- _DATA SECTION_

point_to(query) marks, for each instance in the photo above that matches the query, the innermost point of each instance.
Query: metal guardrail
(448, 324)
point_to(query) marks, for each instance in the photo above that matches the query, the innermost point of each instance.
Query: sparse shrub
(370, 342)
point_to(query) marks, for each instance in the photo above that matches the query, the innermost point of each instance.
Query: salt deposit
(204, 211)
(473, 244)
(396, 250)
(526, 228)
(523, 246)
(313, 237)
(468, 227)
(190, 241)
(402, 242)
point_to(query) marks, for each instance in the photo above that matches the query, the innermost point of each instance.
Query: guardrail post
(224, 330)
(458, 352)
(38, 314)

==

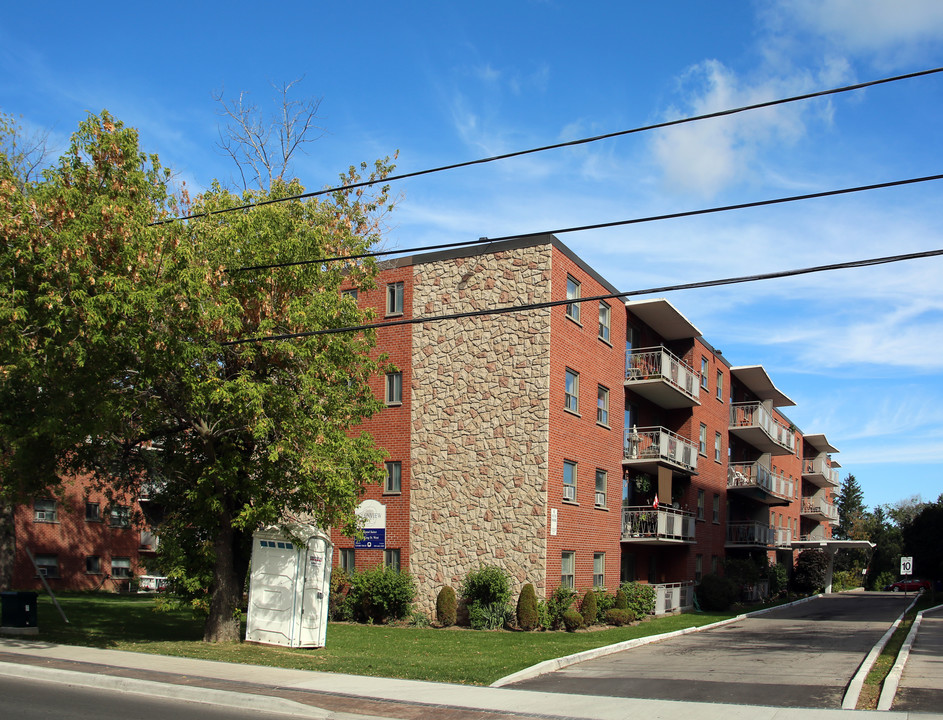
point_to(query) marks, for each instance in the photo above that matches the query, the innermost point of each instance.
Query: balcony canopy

...

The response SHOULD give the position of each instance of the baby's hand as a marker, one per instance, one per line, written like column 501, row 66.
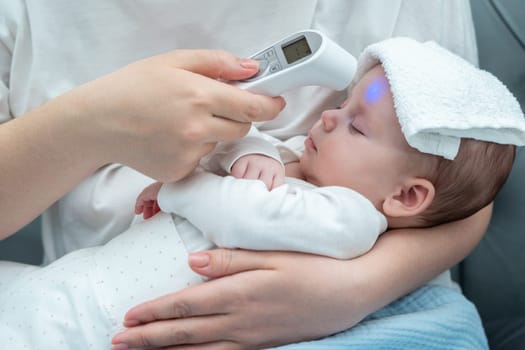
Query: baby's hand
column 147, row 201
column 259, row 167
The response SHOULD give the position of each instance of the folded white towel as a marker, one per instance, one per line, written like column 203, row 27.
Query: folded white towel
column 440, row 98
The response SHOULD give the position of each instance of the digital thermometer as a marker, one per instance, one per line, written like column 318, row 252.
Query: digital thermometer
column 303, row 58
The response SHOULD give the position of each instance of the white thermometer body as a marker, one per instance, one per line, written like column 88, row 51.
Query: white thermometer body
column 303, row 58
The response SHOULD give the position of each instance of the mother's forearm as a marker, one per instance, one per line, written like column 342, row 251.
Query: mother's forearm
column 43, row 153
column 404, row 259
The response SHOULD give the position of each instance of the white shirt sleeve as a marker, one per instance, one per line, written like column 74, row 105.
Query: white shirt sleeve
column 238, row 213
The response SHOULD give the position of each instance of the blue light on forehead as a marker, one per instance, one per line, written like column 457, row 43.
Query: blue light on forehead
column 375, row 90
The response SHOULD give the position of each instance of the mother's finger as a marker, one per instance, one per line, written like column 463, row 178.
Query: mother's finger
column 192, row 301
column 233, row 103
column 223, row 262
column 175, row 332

- _PROBLEM TO WORK ON_
Please copy out, without any change, the lines of the items from the line with "88, row 51." to the line with "column 375, row 90", including both of those lines.

- _FINAL RESULT_
The response SHOULD give the position of each instance of the white thermometer body as a marker, one per instance, one per line, written like column 88, row 51.
Query: white thermometer body
column 303, row 58
The response SHOULD give the position of each instance of the mother's forearm as a marker, one per instance, one per line, written like column 342, row 251.
Query: mother's forearm
column 43, row 153
column 404, row 259
The response SHOULD give the position of each instance of the white shirt sleeve as a marker, one per instance, one per line, written like column 74, row 105.
Query: white shirt sleeve
column 238, row 213
The response SHOULD give the position of each instance of the blue light on forehead as a marker, one per instance, one per line, written like column 457, row 43.
Query: blue light on forehead
column 375, row 90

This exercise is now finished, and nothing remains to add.